**Problem statement:** Please state how many lines in the records below contain the string "blurred". Give only the number.

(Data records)

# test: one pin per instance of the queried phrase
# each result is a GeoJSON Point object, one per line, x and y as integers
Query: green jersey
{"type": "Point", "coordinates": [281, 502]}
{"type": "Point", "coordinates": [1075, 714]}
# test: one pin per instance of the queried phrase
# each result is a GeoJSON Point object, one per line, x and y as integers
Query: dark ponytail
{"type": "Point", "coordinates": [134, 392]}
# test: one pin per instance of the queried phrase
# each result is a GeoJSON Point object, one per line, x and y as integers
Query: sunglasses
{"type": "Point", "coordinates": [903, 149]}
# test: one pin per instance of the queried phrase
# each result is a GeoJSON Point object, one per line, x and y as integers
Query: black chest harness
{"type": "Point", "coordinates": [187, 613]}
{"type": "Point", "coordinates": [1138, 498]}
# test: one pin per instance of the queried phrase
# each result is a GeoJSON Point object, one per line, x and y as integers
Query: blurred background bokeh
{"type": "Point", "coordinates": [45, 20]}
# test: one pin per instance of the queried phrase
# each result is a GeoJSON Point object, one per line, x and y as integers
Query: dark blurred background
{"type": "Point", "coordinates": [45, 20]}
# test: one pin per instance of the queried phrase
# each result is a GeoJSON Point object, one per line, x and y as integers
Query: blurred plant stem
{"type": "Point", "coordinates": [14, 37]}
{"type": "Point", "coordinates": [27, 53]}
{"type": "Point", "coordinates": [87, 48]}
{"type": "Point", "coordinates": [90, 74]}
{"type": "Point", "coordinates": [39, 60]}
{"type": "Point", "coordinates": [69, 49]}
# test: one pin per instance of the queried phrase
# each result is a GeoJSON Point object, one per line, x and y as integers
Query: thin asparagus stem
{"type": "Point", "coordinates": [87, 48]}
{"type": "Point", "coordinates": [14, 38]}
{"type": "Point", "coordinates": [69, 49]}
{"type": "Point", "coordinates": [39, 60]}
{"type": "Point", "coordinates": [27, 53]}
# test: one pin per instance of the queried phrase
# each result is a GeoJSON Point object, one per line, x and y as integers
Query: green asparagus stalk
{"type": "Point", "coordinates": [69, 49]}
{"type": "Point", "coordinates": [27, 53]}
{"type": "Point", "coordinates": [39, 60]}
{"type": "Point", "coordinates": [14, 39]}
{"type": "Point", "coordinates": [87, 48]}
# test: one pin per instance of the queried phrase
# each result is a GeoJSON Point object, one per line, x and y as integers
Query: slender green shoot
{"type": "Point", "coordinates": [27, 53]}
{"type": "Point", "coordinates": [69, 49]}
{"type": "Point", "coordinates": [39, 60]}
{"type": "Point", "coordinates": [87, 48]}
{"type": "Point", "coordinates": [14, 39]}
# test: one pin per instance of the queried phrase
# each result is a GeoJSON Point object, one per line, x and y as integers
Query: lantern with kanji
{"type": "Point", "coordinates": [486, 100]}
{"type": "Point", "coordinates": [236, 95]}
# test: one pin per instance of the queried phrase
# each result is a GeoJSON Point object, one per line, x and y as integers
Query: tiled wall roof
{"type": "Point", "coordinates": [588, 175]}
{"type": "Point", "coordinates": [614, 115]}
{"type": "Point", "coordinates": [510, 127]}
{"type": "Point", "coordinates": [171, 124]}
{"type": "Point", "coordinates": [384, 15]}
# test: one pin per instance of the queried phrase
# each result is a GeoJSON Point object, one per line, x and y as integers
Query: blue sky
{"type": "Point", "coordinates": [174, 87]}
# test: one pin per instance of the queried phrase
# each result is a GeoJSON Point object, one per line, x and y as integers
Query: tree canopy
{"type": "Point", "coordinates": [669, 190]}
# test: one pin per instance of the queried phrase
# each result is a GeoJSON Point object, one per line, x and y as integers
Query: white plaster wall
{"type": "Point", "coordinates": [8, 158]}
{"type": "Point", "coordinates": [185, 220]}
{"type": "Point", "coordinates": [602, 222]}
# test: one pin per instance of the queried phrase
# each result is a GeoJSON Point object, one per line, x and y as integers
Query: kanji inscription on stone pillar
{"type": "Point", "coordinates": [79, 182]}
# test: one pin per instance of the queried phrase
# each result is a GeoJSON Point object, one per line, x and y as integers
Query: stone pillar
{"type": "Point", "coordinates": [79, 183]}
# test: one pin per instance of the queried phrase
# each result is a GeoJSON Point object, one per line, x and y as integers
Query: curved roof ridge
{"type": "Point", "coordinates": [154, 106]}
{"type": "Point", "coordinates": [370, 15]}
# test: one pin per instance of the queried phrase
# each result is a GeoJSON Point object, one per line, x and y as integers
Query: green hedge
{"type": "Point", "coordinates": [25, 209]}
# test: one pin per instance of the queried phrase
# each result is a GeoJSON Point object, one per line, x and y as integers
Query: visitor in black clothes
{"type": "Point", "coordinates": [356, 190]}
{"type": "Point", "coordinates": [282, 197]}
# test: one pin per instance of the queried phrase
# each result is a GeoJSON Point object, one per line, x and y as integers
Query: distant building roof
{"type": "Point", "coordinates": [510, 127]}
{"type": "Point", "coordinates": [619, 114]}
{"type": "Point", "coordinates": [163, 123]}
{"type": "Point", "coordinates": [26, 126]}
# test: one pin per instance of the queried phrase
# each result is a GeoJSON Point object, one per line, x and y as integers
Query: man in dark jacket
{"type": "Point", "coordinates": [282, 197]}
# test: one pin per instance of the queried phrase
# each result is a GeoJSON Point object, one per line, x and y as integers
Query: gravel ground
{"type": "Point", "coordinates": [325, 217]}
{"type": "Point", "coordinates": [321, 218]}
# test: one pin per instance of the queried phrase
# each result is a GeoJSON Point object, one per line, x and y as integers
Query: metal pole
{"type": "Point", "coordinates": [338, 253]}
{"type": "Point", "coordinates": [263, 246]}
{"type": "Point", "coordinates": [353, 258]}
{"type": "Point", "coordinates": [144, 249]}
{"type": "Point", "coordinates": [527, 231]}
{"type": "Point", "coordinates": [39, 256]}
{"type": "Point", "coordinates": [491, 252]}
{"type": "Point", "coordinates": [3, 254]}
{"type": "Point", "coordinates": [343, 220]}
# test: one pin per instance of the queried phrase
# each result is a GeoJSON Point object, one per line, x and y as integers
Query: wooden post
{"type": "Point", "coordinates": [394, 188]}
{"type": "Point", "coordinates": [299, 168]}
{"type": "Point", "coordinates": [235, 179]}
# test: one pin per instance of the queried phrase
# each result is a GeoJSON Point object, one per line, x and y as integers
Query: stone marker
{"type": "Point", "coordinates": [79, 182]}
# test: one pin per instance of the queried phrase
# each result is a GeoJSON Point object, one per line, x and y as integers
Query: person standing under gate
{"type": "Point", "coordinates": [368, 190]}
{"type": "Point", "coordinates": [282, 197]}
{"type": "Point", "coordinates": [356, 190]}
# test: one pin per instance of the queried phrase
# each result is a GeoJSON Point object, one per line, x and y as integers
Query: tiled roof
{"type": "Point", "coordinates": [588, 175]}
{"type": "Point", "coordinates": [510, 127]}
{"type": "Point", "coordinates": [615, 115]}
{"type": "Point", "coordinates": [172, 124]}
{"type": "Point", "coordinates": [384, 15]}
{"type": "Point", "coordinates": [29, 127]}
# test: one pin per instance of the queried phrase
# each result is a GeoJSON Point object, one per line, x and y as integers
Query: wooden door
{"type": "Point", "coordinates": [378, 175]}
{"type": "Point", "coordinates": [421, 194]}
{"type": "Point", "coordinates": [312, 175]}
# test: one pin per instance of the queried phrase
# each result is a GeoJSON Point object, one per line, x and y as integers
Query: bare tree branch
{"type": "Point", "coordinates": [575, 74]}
--
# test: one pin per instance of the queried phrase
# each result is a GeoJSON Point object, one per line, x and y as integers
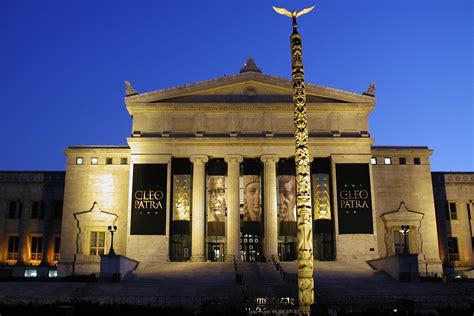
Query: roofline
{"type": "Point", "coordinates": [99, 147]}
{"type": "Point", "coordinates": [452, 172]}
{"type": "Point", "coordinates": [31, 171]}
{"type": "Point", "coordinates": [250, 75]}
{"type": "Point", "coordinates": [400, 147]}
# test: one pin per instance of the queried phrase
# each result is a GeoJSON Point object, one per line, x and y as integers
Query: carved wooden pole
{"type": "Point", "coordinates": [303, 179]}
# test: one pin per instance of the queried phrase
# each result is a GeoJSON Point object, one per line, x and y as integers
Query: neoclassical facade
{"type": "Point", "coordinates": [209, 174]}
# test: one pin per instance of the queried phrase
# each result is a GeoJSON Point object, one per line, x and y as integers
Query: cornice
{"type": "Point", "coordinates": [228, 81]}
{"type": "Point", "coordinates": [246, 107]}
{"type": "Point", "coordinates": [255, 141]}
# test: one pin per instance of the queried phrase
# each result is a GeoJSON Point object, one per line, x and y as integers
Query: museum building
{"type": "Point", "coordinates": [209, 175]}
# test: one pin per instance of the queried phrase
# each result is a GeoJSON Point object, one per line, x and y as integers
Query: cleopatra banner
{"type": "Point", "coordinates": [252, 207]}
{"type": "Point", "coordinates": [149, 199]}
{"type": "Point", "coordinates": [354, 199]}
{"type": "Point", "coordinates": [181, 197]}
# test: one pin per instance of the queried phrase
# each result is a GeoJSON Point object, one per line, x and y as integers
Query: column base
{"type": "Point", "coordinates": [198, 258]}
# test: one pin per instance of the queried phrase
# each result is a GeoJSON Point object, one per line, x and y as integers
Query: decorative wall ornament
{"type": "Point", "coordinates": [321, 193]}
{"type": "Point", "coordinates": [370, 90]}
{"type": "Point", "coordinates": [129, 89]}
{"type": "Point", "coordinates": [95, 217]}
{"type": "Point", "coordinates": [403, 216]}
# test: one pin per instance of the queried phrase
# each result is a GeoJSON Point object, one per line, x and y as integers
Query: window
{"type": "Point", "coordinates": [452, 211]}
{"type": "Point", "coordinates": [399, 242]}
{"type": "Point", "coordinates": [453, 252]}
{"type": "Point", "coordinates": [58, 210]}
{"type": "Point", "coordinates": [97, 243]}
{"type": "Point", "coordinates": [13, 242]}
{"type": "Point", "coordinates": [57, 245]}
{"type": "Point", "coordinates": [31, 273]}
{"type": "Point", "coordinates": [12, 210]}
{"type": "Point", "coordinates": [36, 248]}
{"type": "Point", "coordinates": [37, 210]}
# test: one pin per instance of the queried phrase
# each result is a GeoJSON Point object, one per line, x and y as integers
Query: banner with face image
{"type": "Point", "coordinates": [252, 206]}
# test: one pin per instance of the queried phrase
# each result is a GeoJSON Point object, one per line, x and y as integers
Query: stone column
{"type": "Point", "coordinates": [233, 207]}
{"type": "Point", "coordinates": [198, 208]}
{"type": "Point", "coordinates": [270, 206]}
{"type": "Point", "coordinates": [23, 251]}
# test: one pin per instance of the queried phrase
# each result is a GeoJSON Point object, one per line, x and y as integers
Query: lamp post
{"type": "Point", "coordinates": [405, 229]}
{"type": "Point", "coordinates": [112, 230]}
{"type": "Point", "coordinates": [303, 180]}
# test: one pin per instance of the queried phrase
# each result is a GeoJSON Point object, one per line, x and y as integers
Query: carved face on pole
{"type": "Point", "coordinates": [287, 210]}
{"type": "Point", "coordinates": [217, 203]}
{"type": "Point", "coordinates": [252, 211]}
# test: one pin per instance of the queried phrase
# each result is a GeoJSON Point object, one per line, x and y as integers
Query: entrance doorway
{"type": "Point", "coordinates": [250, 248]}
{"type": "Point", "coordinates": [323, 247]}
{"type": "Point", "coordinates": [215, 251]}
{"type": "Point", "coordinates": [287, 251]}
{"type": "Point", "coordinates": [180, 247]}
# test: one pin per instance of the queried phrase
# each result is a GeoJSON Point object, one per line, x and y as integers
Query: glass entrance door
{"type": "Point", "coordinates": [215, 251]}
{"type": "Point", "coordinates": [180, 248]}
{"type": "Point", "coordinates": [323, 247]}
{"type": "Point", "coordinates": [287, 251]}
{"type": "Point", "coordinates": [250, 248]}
---
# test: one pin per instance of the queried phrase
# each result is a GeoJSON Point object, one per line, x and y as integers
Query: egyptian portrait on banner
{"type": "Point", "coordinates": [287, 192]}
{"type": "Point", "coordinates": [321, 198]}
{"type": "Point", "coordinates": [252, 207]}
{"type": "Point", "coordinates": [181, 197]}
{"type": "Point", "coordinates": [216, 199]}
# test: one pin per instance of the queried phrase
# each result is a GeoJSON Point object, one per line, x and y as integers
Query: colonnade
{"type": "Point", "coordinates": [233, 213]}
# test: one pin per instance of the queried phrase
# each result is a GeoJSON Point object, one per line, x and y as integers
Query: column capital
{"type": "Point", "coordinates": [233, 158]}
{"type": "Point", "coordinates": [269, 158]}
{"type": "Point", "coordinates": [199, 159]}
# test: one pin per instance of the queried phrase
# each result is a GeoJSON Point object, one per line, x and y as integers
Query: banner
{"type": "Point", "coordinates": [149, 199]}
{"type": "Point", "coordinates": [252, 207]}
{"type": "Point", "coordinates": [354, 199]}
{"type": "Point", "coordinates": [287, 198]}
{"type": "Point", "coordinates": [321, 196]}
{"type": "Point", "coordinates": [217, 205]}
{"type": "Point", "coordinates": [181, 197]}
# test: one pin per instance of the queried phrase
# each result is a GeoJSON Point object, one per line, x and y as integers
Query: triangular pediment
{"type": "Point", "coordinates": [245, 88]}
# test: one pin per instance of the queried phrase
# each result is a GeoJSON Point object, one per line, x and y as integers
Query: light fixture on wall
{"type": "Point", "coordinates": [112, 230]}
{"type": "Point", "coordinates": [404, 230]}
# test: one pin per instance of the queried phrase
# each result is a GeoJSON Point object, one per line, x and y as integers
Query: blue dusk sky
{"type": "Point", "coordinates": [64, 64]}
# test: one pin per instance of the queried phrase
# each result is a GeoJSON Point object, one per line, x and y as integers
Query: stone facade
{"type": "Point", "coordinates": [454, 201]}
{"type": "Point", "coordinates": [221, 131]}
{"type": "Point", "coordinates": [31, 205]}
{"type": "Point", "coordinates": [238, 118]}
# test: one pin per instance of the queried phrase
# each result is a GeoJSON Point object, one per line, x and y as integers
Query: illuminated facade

**Answer to the problem:** 3